[Object location annotation data]
____
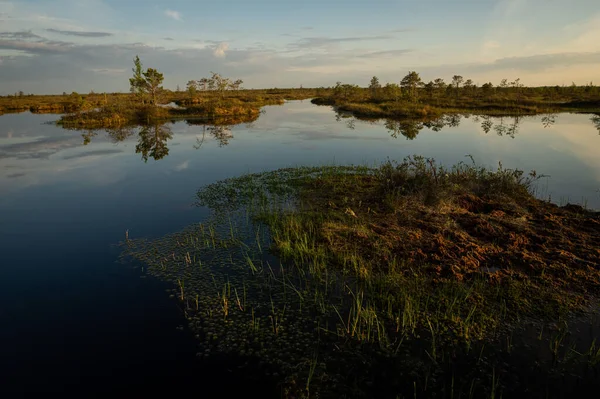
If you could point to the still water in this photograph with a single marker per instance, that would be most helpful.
(72, 318)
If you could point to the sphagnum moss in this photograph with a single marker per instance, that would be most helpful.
(395, 300)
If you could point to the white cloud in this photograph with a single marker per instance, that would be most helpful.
(182, 166)
(220, 50)
(176, 15)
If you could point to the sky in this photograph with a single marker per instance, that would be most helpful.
(55, 46)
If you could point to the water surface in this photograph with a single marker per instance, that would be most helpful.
(72, 316)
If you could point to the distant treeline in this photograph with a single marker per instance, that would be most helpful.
(221, 96)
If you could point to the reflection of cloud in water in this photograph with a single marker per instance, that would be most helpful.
(41, 148)
(316, 135)
(182, 166)
(93, 153)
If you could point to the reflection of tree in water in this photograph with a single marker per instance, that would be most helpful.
(502, 128)
(410, 128)
(596, 122)
(221, 133)
(407, 128)
(152, 141)
(548, 120)
(116, 134)
(87, 136)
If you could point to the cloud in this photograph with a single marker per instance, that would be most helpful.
(220, 49)
(321, 42)
(19, 35)
(176, 15)
(109, 71)
(387, 53)
(35, 47)
(80, 33)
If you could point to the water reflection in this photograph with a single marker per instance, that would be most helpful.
(596, 122)
(410, 128)
(220, 133)
(152, 141)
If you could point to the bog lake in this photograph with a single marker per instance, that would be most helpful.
(72, 317)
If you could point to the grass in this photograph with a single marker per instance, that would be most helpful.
(117, 110)
(528, 101)
(410, 279)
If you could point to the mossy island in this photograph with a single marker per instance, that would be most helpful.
(409, 279)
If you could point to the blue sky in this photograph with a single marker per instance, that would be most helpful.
(51, 46)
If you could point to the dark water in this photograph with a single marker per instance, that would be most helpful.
(75, 322)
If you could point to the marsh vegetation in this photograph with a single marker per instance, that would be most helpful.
(406, 280)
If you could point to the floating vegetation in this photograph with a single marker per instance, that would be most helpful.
(408, 280)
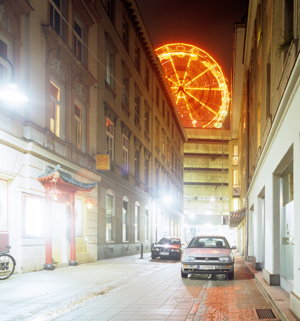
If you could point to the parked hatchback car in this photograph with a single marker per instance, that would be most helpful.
(208, 255)
(167, 247)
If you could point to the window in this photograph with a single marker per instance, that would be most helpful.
(137, 166)
(147, 120)
(3, 206)
(78, 41)
(137, 59)
(34, 216)
(78, 126)
(3, 63)
(147, 224)
(137, 222)
(288, 21)
(125, 33)
(109, 8)
(235, 177)
(163, 143)
(109, 211)
(125, 91)
(288, 185)
(137, 109)
(157, 97)
(125, 155)
(78, 216)
(157, 134)
(110, 68)
(235, 157)
(56, 109)
(56, 16)
(146, 169)
(125, 220)
(164, 109)
(147, 81)
(110, 138)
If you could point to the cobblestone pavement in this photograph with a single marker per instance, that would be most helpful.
(164, 295)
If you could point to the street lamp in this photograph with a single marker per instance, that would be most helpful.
(10, 93)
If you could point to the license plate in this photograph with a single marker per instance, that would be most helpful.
(206, 267)
(163, 253)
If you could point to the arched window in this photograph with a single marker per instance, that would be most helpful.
(125, 219)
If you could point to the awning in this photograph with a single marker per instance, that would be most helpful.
(237, 217)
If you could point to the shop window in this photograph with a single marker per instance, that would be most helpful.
(147, 224)
(137, 222)
(125, 220)
(34, 219)
(109, 214)
(78, 216)
(3, 206)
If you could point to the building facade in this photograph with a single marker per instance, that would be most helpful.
(269, 144)
(86, 162)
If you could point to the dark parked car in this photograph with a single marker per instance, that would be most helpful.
(167, 247)
(208, 255)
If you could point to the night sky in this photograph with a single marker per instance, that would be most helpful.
(207, 24)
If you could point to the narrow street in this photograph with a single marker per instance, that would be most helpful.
(130, 288)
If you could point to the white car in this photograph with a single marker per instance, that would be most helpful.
(208, 255)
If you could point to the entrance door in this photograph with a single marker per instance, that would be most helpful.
(287, 244)
(60, 233)
(287, 229)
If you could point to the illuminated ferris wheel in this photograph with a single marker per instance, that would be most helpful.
(197, 83)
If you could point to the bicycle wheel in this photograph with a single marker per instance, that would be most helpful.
(7, 266)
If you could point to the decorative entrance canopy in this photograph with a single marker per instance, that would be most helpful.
(55, 178)
(63, 187)
(237, 217)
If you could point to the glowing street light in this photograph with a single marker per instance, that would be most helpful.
(10, 94)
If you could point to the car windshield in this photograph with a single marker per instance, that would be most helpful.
(209, 242)
(169, 241)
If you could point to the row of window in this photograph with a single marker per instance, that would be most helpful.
(34, 219)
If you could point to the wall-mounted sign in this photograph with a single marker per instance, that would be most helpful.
(103, 162)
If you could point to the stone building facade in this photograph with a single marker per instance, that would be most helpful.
(268, 68)
(99, 114)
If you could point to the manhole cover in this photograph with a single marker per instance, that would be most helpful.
(265, 314)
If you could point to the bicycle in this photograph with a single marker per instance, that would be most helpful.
(7, 264)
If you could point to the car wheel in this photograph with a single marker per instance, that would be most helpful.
(184, 275)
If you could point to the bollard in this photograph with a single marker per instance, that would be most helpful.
(142, 249)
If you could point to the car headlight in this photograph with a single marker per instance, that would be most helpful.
(189, 258)
(225, 259)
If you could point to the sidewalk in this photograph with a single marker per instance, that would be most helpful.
(46, 295)
(42, 295)
(278, 297)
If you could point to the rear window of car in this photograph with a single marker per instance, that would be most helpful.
(169, 241)
(209, 242)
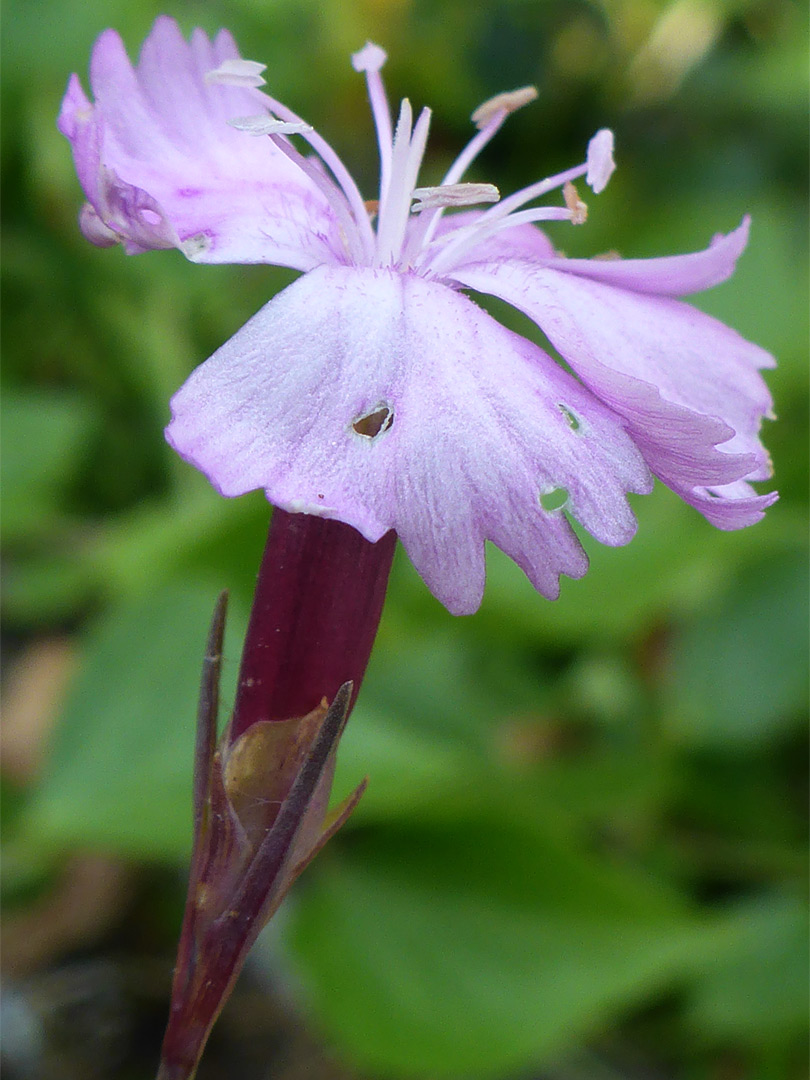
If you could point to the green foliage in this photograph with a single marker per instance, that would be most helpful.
(577, 811)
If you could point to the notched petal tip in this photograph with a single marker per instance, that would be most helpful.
(237, 72)
(94, 229)
(370, 57)
(601, 164)
(509, 102)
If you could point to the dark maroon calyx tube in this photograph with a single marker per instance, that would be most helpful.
(318, 604)
(261, 794)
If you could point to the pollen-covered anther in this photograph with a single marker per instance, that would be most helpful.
(237, 72)
(370, 57)
(509, 102)
(575, 204)
(265, 124)
(454, 194)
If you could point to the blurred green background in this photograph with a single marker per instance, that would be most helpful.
(582, 852)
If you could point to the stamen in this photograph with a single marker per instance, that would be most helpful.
(575, 204)
(445, 255)
(336, 196)
(454, 194)
(489, 117)
(405, 161)
(361, 224)
(601, 162)
(370, 59)
(507, 103)
(237, 72)
(265, 124)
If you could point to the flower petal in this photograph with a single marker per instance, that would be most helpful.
(671, 275)
(520, 242)
(158, 139)
(388, 401)
(685, 383)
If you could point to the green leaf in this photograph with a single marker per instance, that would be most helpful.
____
From the listing above, print every entry precisely and drop the pictures.

### FINISHED ANSWER
If you could point to the still water in this photograph with a single marker per instance, that would be most helpful.
(72, 318)
If you could point to the sphagnum moss in this photograph with a single marker per instance, that would be most helpful.
(395, 300)
If you could point to the white cloud in this photograph with a single marker per instance, that would be most helpful.
(182, 166)
(220, 50)
(176, 15)
If you could point to the sky in this photograph with a single marker per instance, that would be most helpful.
(55, 46)
If you could point to the water surface in this photograph with a single marker per instance, that would be most helpful.
(72, 316)
If you could point to the distant treeline in this photograph with a single marker per instance, that would be most helpful.
(221, 96)
If you could point to the reflection of cloud in water in this photograph with a single marker per instance, that would be most helpful.
(41, 148)
(316, 135)
(182, 166)
(93, 153)
If you could point to the reflection of tree in water in this photograph with a single marker per instance, that would be most helpful.
(502, 128)
(410, 128)
(596, 122)
(221, 133)
(407, 128)
(152, 141)
(548, 120)
(116, 134)
(87, 136)
If you could point to the cloud in this photograph with a single marker per instance, that would be most helpful.
(220, 49)
(321, 42)
(19, 35)
(176, 15)
(109, 71)
(387, 53)
(35, 47)
(80, 33)
If you could point to the water reflection in this photograph with a single marker per instance, that would be most helpful.
(596, 122)
(410, 128)
(220, 133)
(152, 141)
If you could point to the bog lake in this photograph with a single marker per instance, that would be most helpful.
(72, 317)
If you could point to the grass in this photograph with a single marker per instance, that would be most helpful.
(117, 110)
(528, 101)
(410, 279)
If you could point to the mossy island in this photograph with a single marker per instance, that would be most helpful.
(409, 279)
If you could point to the blue sky in this photograph with a single marker per instance, that would be most helpful.
(51, 46)
If you could point to the dark water in this photograph with a single marker per instance, that would be most helpful.
(75, 322)
If you could point to the marsh vegetation in this photograph with a single marker per instance, that would be most helpful.
(406, 280)
If you could point to the floating vegetation in this photograph with a single marker per instance, that would be most helpful.
(408, 280)
If you could point to the parked hatchback car in this photograph with a single marker per instance, that would be most helpful.
(208, 255)
(167, 247)
If you could point to the window in this photograph with a single marker per instance, that would be most helpful.
(137, 166)
(147, 120)
(3, 206)
(78, 41)
(137, 59)
(34, 216)
(78, 126)
(3, 63)
(147, 224)
(137, 222)
(288, 21)
(125, 33)
(109, 8)
(235, 177)
(163, 143)
(109, 211)
(125, 91)
(288, 185)
(137, 109)
(157, 97)
(125, 155)
(78, 216)
(157, 134)
(110, 68)
(235, 157)
(56, 109)
(56, 16)
(146, 169)
(125, 220)
(164, 109)
(147, 81)
(110, 138)
If you could point to the cobblestone pavement in this photograph with a single marker per instance, that would be most helpful.
(164, 295)
If you could point to the street lamp in this photograph with a single marker per instance, that would be most helpful.
(10, 93)
If you could point to the license plate in this photograph with a single marker per instance, that would be most helpful.
(206, 267)
(163, 253)
If you could point to the arched window in this photograph with a single marker per instance, that would be most helpful.
(125, 219)
If you could point to the awning in this photograph with a single marker per instance, that would be most helpful.
(237, 217)
If you could point to the shop window in this photograph with a single marker per instance, that would be most helpful.
(147, 224)
(137, 222)
(125, 220)
(34, 219)
(109, 214)
(78, 216)
(3, 206)
If you could point to the building facade in this photograph with a single marker per instance, that would be most helpful.
(269, 144)
(86, 162)
If you could point to the dark parked car in this photograph with a single marker per instance, that would be most helpful.
(167, 247)
(208, 255)
If you could point to the night sky in this photograph with a single marker per instance, that would be most helpful.
(207, 24)
If you could point to the narrow street in this photograph with a single marker per instance, that would be most helpful.
(130, 288)
If you could point to the white car in this photograph with a single marker per instance, that would be most helpful.
(208, 255)
If you could point to the entrance door in this photograph with a single marker per instance, that would be most helpful.
(287, 244)
(60, 233)
(287, 229)
If you could point to the illuminated ferris wheel in this photograph with a single marker per instance, that would be most helpful.
(197, 83)
If you could point to the bicycle wheel in this photograph with a single marker per instance, that would be most helpful.
(7, 266)
If you could point to the decorative entrance canopy in this photograph with a single marker per instance, that would be most helpful.
(55, 178)
(63, 187)
(237, 217)
If you could point to the glowing street light in this photograph with a single marker per instance, that would be most helpful.
(10, 94)
If you could point to the car windshield in this photograph with a single marker per instance, that would be most helpful.
(209, 242)
(169, 241)
If you could point to the row of window in this photograph with a single marker per instance, that would be most helpful.
(34, 219)
If you could point to the wall-mounted sign in this photograph with a single marker per instance, that would be most helpful.
(103, 162)
If you could point to the stone building facade in this photograph with a single marker per instance, that would be most helpful.
(268, 68)
(99, 114)
If you could point to the manhole cover in this photograph with a single marker per instance, that would be most helpful.
(265, 314)
If you could point to the bicycle in this photograph with a single marker per instance, that would be most helpful.
(7, 264)
If you could point to the car wheel in this photograph with a single marker per instance, that would be most helpful.
(184, 275)
If you could point to the bollard in this photograph with a single marker per instance, that would be most helpful.
(142, 249)
If you could point to the car headlight in this photograph with a single marker per instance, that would be most helpful.
(189, 258)
(225, 259)
If you could point to the sidewalk in this photograph with a single marker per instance, that would be most helpful.
(46, 295)
(42, 295)
(278, 297)
If you could point to the rear window of car in this photograph with a single marker per instance, that would be most helpful.
(169, 241)
(209, 242)
If you could point to the green foliage in this photograph with a single marker per instance, that would be most helpful.
(577, 811)
If you could point to the notched petal tip in this photograph with a single marker per instance, that would be most helpful.
(237, 72)
(94, 229)
(370, 57)
(601, 164)
(509, 102)
If you could point to the dark maroon calyx tube in this photograph with a single marker per instance, that would be most helpful.
(318, 604)
(261, 794)
If you could point to the pollen-covered anther in this photograph with a single marker per instance, that would be most helpful.
(237, 72)
(370, 57)
(509, 102)
(575, 204)
(265, 124)
(454, 194)
If you could point to the blurred green background in this photograph with a single marker per instance, that would be most helpful.
(582, 852)
If you could point to the stamen in this photograph with a single marker per instance, that would be most helpful.
(575, 204)
(445, 255)
(336, 196)
(454, 194)
(489, 117)
(405, 161)
(361, 224)
(601, 162)
(370, 59)
(507, 103)
(237, 72)
(265, 124)
If you could point to the flower petal in this photograph with a single marker per instance, that would be most helpful.
(671, 275)
(520, 242)
(158, 139)
(388, 401)
(685, 383)
If you could point to the green leaf in this photograph with a single marker per instance, that would be most helpful.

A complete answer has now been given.